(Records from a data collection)

╔══

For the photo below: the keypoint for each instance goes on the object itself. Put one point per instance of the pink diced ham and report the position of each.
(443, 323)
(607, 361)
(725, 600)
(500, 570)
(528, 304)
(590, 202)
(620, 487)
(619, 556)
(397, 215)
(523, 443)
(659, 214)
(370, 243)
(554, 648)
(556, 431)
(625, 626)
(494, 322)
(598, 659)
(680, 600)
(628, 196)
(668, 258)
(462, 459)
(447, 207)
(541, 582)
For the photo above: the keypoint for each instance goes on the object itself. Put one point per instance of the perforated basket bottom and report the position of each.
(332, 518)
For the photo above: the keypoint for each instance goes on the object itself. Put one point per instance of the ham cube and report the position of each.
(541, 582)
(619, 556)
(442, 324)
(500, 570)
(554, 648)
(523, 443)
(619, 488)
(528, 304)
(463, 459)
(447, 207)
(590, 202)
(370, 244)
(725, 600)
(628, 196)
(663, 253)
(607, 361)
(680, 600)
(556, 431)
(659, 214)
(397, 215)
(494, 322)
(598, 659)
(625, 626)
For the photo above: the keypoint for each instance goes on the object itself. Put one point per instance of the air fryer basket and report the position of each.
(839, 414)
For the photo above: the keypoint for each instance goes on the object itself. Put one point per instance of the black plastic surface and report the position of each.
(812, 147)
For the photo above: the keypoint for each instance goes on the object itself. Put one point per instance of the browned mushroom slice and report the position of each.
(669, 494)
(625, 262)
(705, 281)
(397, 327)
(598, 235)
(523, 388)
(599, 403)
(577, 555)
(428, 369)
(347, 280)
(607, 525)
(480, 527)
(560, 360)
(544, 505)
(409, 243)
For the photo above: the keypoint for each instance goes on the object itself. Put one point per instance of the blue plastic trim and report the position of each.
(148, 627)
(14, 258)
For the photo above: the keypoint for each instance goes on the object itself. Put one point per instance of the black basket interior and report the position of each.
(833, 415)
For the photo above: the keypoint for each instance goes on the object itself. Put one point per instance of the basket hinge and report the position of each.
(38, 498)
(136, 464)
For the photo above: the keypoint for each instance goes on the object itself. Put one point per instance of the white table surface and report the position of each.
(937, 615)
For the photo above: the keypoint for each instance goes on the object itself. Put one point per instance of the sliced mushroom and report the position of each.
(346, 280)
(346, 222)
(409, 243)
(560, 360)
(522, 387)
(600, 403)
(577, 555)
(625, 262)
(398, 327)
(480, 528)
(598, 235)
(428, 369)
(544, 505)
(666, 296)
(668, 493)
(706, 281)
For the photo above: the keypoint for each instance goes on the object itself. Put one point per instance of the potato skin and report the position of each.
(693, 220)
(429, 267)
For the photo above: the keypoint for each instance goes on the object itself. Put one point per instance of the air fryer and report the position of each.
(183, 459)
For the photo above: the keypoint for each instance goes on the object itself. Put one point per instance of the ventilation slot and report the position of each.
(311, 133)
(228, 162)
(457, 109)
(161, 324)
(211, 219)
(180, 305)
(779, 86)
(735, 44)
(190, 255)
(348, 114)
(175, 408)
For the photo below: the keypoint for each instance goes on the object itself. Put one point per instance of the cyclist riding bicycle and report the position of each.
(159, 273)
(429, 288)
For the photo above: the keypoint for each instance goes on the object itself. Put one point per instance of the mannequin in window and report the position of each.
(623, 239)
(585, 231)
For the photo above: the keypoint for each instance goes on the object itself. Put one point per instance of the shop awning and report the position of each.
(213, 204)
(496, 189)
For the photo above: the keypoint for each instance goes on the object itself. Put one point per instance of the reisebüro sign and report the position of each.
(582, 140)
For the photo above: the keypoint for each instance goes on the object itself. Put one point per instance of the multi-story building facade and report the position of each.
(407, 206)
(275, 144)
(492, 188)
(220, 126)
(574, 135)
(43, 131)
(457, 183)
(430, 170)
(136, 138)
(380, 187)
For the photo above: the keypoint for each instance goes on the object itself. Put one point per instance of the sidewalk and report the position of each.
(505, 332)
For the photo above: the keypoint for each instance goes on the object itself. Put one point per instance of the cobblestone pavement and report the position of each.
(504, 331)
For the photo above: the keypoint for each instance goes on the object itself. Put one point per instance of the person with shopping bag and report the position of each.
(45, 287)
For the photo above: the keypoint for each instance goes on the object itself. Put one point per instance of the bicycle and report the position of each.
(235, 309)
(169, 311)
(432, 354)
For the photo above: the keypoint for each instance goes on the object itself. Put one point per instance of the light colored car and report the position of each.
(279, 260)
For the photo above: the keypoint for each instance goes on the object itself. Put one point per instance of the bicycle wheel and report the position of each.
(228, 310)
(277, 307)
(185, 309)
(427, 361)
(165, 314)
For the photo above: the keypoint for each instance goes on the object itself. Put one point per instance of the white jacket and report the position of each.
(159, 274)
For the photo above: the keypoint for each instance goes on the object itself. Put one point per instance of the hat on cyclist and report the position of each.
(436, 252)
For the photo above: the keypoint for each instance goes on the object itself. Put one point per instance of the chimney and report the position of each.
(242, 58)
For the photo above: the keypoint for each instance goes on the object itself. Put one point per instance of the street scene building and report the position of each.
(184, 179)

╚══

What to produce → Transcribe the data above in full, exactly as it appears.

Problem solution →
For the photo below: the keypoint for each instance goes on the object itself. Put one point per instance of the pink diced ham and report the position of each.
(443, 323)
(607, 361)
(725, 600)
(500, 570)
(528, 304)
(590, 202)
(620, 487)
(619, 556)
(397, 215)
(523, 443)
(659, 214)
(370, 243)
(554, 648)
(556, 431)
(625, 626)
(494, 322)
(598, 659)
(680, 600)
(628, 196)
(668, 258)
(462, 459)
(447, 207)
(541, 582)
For the photo above: the keypoint for each instance goes on the object itself. Put one point per instance of the perforated basket bottom and report the position of each.
(332, 518)
For the photo above: the keypoint for each instance goes on the object itself. Put one point per instance of the ham cube and report the position of each.
(541, 582)
(619, 556)
(442, 324)
(500, 570)
(554, 648)
(523, 443)
(619, 488)
(528, 304)
(463, 459)
(447, 207)
(590, 202)
(370, 244)
(725, 600)
(628, 196)
(663, 253)
(607, 361)
(680, 600)
(556, 431)
(659, 214)
(397, 215)
(494, 322)
(598, 659)
(625, 626)
For the photo above: the keypoint for each instance goes on the object itself. Put one point per instance of the air fryer basket and report the position of each.
(839, 414)
For the photo above: the keypoint for each instance goes on the object itself. Put one point per instance of the black plastic surface and report the position of each.
(812, 147)
For the photo above: the keypoint for each instance goes on the object itself. Put one point per instance of the browned mushroom slice and report the position of each.
(669, 494)
(625, 262)
(705, 281)
(397, 327)
(598, 235)
(523, 388)
(599, 403)
(577, 555)
(428, 369)
(347, 280)
(607, 525)
(480, 527)
(560, 360)
(544, 505)
(409, 243)
For the photo above: the keypoint for each instance goes on the object itself. Put one point per instance of the blue plastic trim and report the position of each.
(148, 627)
(14, 258)
For the photo above: the keypoint for each instance goes on the object itself. Put one point per instance of the black basket interior and report the position of each.
(833, 415)
For the photo above: the keypoint for each instance goes on the object itself. Put one point per instance of the basket hinge and report the position of each.
(38, 498)
(136, 464)
For the photo above: the keypoint for each instance goes on the object itself. Put one point per instance of the white table surface and report the position of each.
(937, 615)
For the photo above: the keypoint for each instance goes on the object itself. Put one point per instance of the sliced mushroom and report the position of each.
(346, 280)
(346, 222)
(409, 243)
(560, 360)
(522, 387)
(600, 403)
(577, 555)
(625, 262)
(398, 327)
(480, 528)
(598, 235)
(428, 369)
(544, 505)
(666, 296)
(668, 493)
(706, 281)
For the photo above: the keypoint for each instance goes on the object itself. Put one point per instance of the potato skin and report the position of each.
(693, 220)
(429, 267)
For the photo above: the keypoint for each instance goes on the object itself. Put one point per instance of the air fryer and report the position of each.
(183, 459)
For the photo above: the keypoint for each instance goes on the object itself. Put one point per instance of the ventilation slot and report the position of each.
(311, 133)
(228, 162)
(457, 109)
(161, 324)
(211, 219)
(180, 305)
(779, 86)
(735, 44)
(190, 255)
(348, 114)
(175, 408)
For the photo below: the keypoint for each instance goes on the object itself. Put one point per instance of the cyclist riding bicycle and report the position of each.
(159, 273)
(429, 288)
For the photo above: the keypoint for each instance goes on the object itself. Put one point per instance of the mannequin in window and report the position of each.
(623, 239)
(585, 231)
For the photo above: the keypoint for each instance goes on the object itself. Put one point per instance of the shop awning and report the position of each.
(213, 204)
(496, 189)
For the photo above: the keypoint for each instance goes on the object itself. Put one point per instance of the reisebüro sign and report the position of each.
(582, 140)
For the photo above: the keypoint for each instance goes on the object itself. Put one point per instance of the multi-story building facade and report the position of each.
(407, 206)
(275, 144)
(492, 188)
(220, 126)
(574, 135)
(43, 131)
(457, 183)
(430, 170)
(136, 138)
(380, 187)
For the photo above: the keypoint for each instance goes on the object itself. Put one point per instance of the sidewalk and report the position of each.
(505, 332)
For the photo above: the keypoint for each instance goes on the object itself. Put one point per instance of the cobblestone pavement and report the position of each.
(504, 331)
For the photo above: the keypoint for each instance goes on the object itself. Put one point per instance of the person with shopping bag and report the position of each.
(45, 287)
For the photo above: the keypoint for each instance goes on the object itself. Put one point per instance of the bicycle and report the position of each.
(235, 309)
(169, 311)
(432, 354)
For the photo above: the keypoint for each instance goes on the object itself. Put one point per instance of the light colored car and report the position of each.
(279, 260)
For the photo above: the keypoint for each instance goes on the object itself. Put one point per instance of the bicycle wheel and report the position of each.
(228, 310)
(277, 307)
(185, 309)
(427, 361)
(165, 314)
For the photo above: the keypoint for each instance goes on the object itself. Put one point per instance of the white jacket and report the position of each.
(159, 274)
For the photo above: the keypoint for each instance goes on the object itself. Put one point per instance of the hat on cyclist and report the position of each.
(436, 252)
For the photo above: the keypoint for each instance goes on the object itself. Put one point per instance of the chimney and report the position of each.
(242, 58)
For the photo above: the keypoint for each instance goes on the object itself. Put one point per instance of the street scene building and report the position of each.
(184, 179)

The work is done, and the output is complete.